» **所示条目**:
▶

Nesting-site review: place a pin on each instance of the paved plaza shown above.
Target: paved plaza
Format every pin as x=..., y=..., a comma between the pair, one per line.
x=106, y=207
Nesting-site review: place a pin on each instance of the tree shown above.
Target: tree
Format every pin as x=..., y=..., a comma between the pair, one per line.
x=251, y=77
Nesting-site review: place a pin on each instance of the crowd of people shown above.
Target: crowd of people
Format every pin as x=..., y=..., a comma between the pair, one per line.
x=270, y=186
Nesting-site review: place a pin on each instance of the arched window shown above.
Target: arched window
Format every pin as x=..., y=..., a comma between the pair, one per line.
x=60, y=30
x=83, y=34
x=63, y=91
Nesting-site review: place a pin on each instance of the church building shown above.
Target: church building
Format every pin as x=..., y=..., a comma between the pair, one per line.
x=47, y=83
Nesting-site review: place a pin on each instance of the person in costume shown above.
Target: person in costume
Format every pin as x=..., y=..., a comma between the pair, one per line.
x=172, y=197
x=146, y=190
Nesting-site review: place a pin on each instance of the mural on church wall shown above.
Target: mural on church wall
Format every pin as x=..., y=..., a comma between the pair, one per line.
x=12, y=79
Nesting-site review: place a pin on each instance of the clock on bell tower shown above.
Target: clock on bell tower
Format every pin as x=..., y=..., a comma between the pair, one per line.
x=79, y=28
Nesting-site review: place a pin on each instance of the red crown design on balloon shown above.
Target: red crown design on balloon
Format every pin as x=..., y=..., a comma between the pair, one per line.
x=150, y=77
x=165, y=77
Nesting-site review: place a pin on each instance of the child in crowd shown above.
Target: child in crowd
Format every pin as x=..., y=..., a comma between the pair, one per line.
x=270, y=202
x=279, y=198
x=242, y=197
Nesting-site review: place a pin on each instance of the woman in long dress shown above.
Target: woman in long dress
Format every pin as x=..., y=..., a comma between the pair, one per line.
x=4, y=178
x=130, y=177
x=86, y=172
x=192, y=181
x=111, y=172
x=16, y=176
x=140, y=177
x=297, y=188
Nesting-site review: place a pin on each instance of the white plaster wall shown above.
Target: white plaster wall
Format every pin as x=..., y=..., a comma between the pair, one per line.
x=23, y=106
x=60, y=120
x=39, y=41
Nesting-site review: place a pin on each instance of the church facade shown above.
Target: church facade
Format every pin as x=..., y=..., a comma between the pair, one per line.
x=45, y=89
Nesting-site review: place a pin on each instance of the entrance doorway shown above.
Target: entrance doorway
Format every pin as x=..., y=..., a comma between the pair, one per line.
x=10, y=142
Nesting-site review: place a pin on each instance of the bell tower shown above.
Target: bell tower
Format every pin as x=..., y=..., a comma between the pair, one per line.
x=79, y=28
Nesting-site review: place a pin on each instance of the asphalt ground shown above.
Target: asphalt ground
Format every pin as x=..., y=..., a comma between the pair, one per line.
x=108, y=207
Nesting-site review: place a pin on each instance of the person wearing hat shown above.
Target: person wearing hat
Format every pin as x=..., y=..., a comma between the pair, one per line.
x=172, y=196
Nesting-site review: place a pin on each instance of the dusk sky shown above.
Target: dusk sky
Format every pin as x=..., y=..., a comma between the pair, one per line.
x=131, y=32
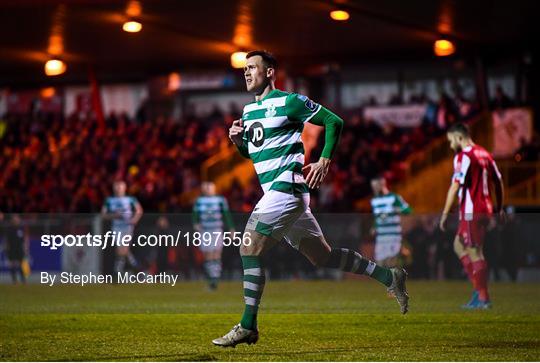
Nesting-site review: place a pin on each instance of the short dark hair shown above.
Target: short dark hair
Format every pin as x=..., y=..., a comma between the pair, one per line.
x=268, y=58
x=460, y=128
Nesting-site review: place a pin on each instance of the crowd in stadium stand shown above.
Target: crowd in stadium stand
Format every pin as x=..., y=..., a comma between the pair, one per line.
x=55, y=164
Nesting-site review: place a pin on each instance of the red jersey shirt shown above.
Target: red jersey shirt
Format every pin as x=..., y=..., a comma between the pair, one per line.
x=474, y=167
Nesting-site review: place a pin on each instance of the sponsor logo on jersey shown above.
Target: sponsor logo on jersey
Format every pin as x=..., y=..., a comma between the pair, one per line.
x=270, y=111
x=311, y=105
x=256, y=134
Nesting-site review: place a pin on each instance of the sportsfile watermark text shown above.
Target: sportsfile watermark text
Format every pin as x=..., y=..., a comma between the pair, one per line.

◀

请把上面全部条目的各行改写成一个 JSON 字符串列表，每行对应一个字符串，空行不计入。答案中不要包含图片。

» **输出结果**:
[
  "Nesting-site review: place a pin on each instance of the paved plaza shown above.",
  "Target: paved plaza",
  "Format every pin as x=..., y=..., a comma between the pair, one per line.",
  "x=106, y=207",
  "Nesting-site review: place a pin on each instance of the tree shown above.",
  "Target: tree",
  "Format every pin as x=..., y=..., a comma between the pair, one per line.",
  "x=251, y=77",
  "Nesting-site review: place a pin on each instance of the crowd of people shown above.",
  "Target: crowd of people",
  "Format every pin as x=..., y=..., a comma between the pair, one per line.",
  "x=270, y=186",
  "Nesting-site review: place a pin on each instance of the arched window shown above.",
  "Target: arched window",
  "Format every pin as x=..., y=..., a comma between the pair, one per line.",
  "x=60, y=30",
  "x=83, y=34",
  "x=63, y=91",
  "Nesting-site review: place a pin on each instance of the church building shown above.",
  "Target: church building",
  "Format every pin as x=..., y=..., a comma between the pair, one per line.",
  "x=47, y=83",
  "Nesting-site review: place a pin on each instance of the person in costume shown above.",
  "Target: person in costume",
  "Format every pin as x=..., y=..., a comma between the pair, one per line.",
  "x=172, y=197",
  "x=146, y=190",
  "Nesting-site review: place a pin on each instance of the mural on church wall shown above.",
  "Target: mural on church wall",
  "Format every pin as x=..., y=..., a comma between the pair, one per line.",
  "x=12, y=79",
  "Nesting-site review: place a pin on each instance of the clock on bell tower shown above.",
  "Target: clock on bell tower",
  "Format every pin as x=..., y=..., a comma between the pair, one per line.",
  "x=79, y=28",
  "Nesting-site review: place a pin on each instance of the red crown design on balloon shown above.",
  "Target: red crown design on balloon",
  "Format every pin as x=..., y=..., a comma between the pair, one per line.",
  "x=150, y=77",
  "x=165, y=77",
  "Nesting-site review: place a pin on each instance of the child in crowd shown above.",
  "Target: child in crowd",
  "Format every pin as x=..., y=..., a comma between the pair, one per line.",
  "x=270, y=202",
  "x=279, y=198",
  "x=242, y=197",
  "Nesting-site review: place a pin on each instance of the woman in long dress shown above.",
  "Target: woman in long dress",
  "Format every pin as x=..., y=..., a comma between the pair, one per line.",
  "x=4, y=178",
  "x=130, y=177",
  "x=86, y=172",
  "x=192, y=181",
  "x=111, y=172",
  "x=16, y=176",
  "x=140, y=177",
  "x=297, y=188",
  "Nesting-site review: place a pin on each instance of the white plaster wall shown above.",
  "Target: white plaster wall",
  "Format every pin as x=..., y=..., a comma between the pair, one per line.",
  "x=23, y=106",
  "x=60, y=120",
  "x=39, y=41",
  "Nesting-site review: place a pin on each instance of the church facade shown above.",
  "Target: church facade",
  "Format every pin as x=..., y=..., a comma between the pair, one per line.",
  "x=45, y=89",
  "Nesting-site review: place a pin on each instance of the entrance doorway shown above.",
  "Target: entrance doorway",
  "Format every pin as x=..., y=..., a comma between the pair, one per line.",
  "x=10, y=142",
  "Nesting-site review: place a pin on each instance of the bell tower shown above.",
  "Target: bell tower",
  "Format every pin as x=..., y=..., a comma between the pair, one per line.",
  "x=79, y=28",
  "Nesting-site review: place a pin on each instance of the asphalt ground shown above.",
  "Target: asphalt ground",
  "Format every pin as x=..., y=..., a comma between the pair, one per line.",
  "x=108, y=207",
  "Nesting-site review: place a pin on each instance of the person wearing hat shown above.",
  "Target: person wearing hat",
  "Format every pin as x=..., y=..., a comma between the pair, one per line.",
  "x=172, y=196",
  "Nesting-site review: place a pin on each instance of the dusk sky shown above.",
  "Target: dusk sky",
  "Format every pin as x=..., y=..., a comma between the pair, one per line.",
  "x=131, y=32",
  "Nesting-site review: place a pin on each instance of the short dark hair shown above.",
  "Target: short dark hair",
  "Format every pin as x=..., y=..., a comma between the pair, one per line.",
  "x=268, y=58",
  "x=460, y=128",
  "Nesting-site review: place a pin on each instance of the crowd in stadium stand shown above.",
  "Target: crowd in stadium stand",
  "Format every pin as x=..., y=..., a comma between the pair, one per line.",
  "x=55, y=164",
  "Nesting-site review: place a pin on each instance of the red jersey shirt shown above.",
  "Target: red jersey shirt",
  "Format every pin as x=..., y=..., a comma between the pair, one per line.",
  "x=474, y=167",
  "Nesting-site review: place a pin on each instance of the sponsor logo on jersey shown above.",
  "Target: sponsor logo on jersey",
  "Format every pin as x=..., y=..., a comma between the pair, one per line.",
  "x=270, y=111",
  "x=311, y=105",
  "x=256, y=134",
  "Nesting-site review: place a pin on each instance of the sportsfile watermark text shown above.",
  "Target: sportsfile watermark text",
  "Format every pin as x=..., y=..., a comma between the pair, one per line."
]